* _DIRECTIONS_
Show every line in the records below that contains the word "backdrop", copying each line in full. Case counts.

* _INPUT RECORDS_
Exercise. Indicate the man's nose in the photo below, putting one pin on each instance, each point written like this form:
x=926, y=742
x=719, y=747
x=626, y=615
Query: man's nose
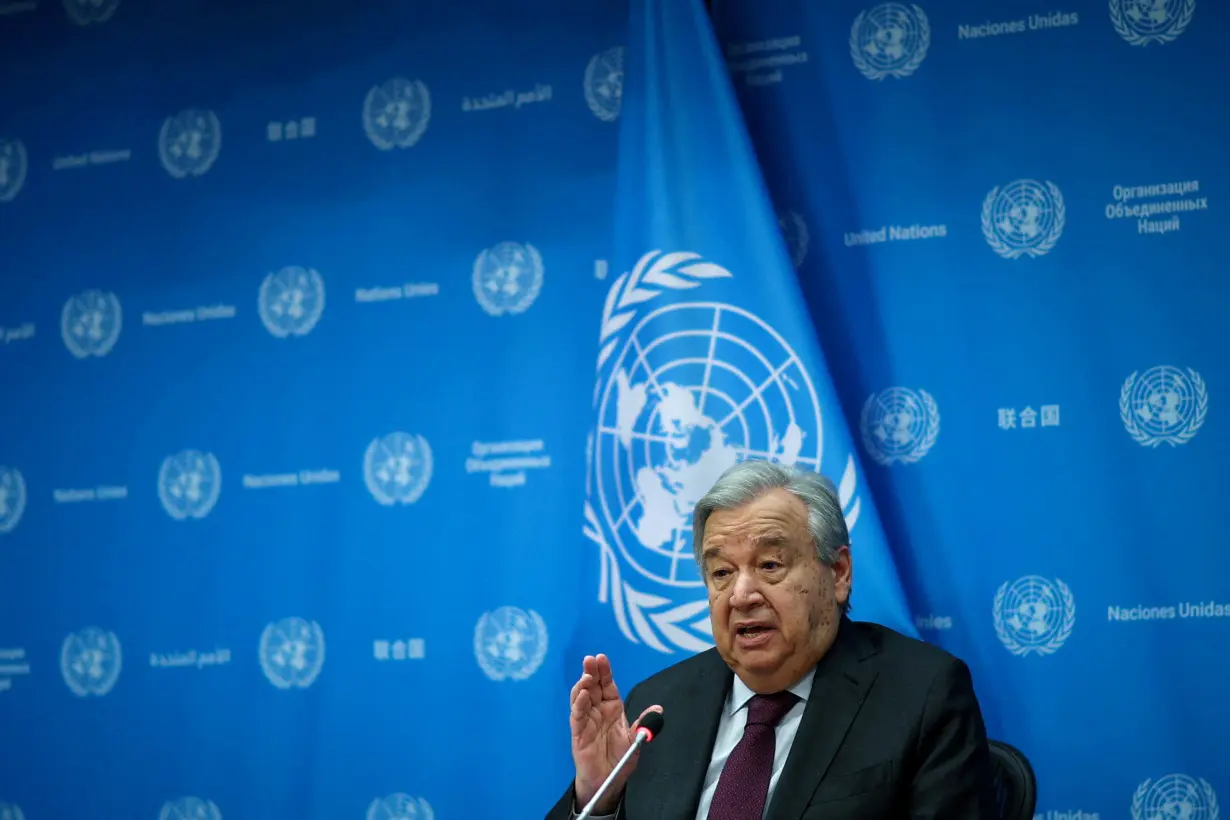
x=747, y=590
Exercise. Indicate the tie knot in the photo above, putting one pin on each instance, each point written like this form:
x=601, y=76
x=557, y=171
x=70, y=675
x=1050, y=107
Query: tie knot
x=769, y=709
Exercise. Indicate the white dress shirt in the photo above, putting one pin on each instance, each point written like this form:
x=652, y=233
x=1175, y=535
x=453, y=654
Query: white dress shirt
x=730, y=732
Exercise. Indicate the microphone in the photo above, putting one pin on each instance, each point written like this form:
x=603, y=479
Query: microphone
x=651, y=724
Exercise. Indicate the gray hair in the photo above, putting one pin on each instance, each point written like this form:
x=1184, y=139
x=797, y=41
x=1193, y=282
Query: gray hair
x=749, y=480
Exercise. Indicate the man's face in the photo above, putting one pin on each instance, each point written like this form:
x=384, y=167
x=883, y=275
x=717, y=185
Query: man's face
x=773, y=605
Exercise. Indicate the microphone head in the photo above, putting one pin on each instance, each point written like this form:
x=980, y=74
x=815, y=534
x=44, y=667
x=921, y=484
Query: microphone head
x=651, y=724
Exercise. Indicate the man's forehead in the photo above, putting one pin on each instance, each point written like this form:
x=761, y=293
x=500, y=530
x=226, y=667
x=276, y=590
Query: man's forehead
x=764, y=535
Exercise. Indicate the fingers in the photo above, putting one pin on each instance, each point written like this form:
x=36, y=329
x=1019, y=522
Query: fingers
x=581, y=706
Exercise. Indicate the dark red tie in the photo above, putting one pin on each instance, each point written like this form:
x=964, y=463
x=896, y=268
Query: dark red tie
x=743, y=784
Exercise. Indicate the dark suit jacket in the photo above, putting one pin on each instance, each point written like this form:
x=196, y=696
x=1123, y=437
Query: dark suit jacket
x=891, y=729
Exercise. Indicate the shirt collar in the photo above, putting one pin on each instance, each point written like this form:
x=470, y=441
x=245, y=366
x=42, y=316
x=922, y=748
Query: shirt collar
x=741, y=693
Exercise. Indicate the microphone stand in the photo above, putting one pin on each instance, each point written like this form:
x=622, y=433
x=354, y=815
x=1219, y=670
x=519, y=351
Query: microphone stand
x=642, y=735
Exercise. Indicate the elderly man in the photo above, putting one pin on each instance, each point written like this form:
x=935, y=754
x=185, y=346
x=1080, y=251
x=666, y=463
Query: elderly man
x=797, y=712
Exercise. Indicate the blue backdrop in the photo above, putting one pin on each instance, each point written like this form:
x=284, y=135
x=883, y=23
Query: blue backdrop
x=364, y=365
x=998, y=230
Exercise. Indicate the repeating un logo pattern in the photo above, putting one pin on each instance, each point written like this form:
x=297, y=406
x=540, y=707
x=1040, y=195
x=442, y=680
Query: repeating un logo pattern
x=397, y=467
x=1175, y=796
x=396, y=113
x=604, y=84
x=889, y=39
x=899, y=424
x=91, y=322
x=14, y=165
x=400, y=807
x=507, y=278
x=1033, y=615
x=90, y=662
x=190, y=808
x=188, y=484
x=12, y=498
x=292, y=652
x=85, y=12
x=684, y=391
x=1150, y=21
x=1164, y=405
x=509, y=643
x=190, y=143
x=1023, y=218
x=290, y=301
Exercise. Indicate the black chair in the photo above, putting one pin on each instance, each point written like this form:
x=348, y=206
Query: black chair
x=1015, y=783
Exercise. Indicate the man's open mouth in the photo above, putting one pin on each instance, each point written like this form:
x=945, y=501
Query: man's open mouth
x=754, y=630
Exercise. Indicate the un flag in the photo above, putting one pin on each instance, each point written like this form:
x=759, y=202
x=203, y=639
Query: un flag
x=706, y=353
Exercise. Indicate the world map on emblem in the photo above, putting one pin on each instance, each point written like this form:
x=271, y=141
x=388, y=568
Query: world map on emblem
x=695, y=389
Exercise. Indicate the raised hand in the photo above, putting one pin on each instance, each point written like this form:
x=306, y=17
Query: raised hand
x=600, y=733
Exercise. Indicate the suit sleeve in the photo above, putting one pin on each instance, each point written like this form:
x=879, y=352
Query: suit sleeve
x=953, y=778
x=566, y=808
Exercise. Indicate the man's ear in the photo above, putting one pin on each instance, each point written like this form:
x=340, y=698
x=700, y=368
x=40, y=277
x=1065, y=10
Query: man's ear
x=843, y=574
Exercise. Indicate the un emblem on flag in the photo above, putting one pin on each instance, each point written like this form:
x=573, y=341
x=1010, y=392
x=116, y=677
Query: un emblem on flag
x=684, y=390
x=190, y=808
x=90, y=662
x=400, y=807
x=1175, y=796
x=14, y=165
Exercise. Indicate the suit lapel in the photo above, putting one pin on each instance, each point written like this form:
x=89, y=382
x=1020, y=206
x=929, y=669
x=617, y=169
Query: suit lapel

==

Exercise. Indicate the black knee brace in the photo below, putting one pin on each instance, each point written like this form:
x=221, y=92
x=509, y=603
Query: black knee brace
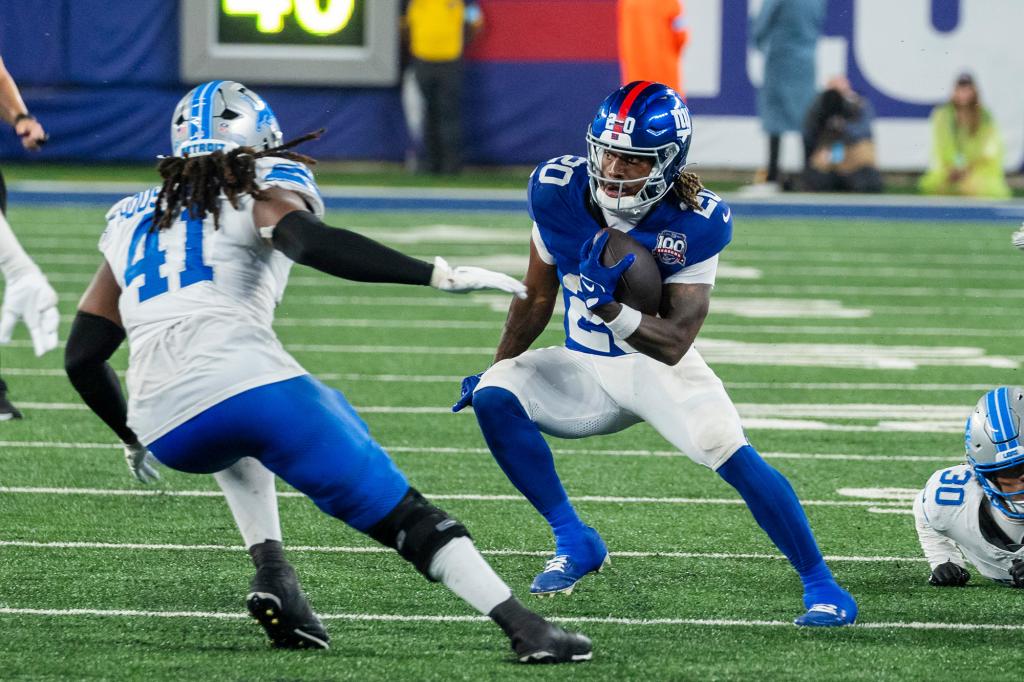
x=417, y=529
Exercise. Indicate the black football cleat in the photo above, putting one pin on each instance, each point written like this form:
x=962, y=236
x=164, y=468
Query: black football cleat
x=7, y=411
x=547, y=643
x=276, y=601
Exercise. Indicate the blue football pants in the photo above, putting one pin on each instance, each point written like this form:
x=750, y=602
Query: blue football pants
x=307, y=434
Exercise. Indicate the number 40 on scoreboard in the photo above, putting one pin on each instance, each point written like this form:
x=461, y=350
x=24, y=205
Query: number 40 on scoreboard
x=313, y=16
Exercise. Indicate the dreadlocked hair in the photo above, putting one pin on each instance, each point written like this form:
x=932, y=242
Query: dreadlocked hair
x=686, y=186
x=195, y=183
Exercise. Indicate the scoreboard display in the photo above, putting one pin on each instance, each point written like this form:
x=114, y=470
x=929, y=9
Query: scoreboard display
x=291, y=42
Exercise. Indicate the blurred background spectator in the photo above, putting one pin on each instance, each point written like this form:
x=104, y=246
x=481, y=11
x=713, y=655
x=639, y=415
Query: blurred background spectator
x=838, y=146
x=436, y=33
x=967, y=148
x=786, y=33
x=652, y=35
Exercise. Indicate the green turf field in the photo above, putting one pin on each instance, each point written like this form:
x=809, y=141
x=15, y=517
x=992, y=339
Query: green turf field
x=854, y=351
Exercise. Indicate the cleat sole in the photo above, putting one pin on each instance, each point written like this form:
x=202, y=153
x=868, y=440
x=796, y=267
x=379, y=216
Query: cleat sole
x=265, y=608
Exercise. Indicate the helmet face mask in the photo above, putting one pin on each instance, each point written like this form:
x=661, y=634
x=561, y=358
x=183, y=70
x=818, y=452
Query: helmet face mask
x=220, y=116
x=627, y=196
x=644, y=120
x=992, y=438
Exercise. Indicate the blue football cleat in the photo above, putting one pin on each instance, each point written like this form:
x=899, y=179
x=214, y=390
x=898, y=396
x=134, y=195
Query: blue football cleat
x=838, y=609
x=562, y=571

* _RESULT_
Exercise. Indicate the blue backdrop in the photo above, putting one pin on each instance, each point written like this form:
Query: blue backdrop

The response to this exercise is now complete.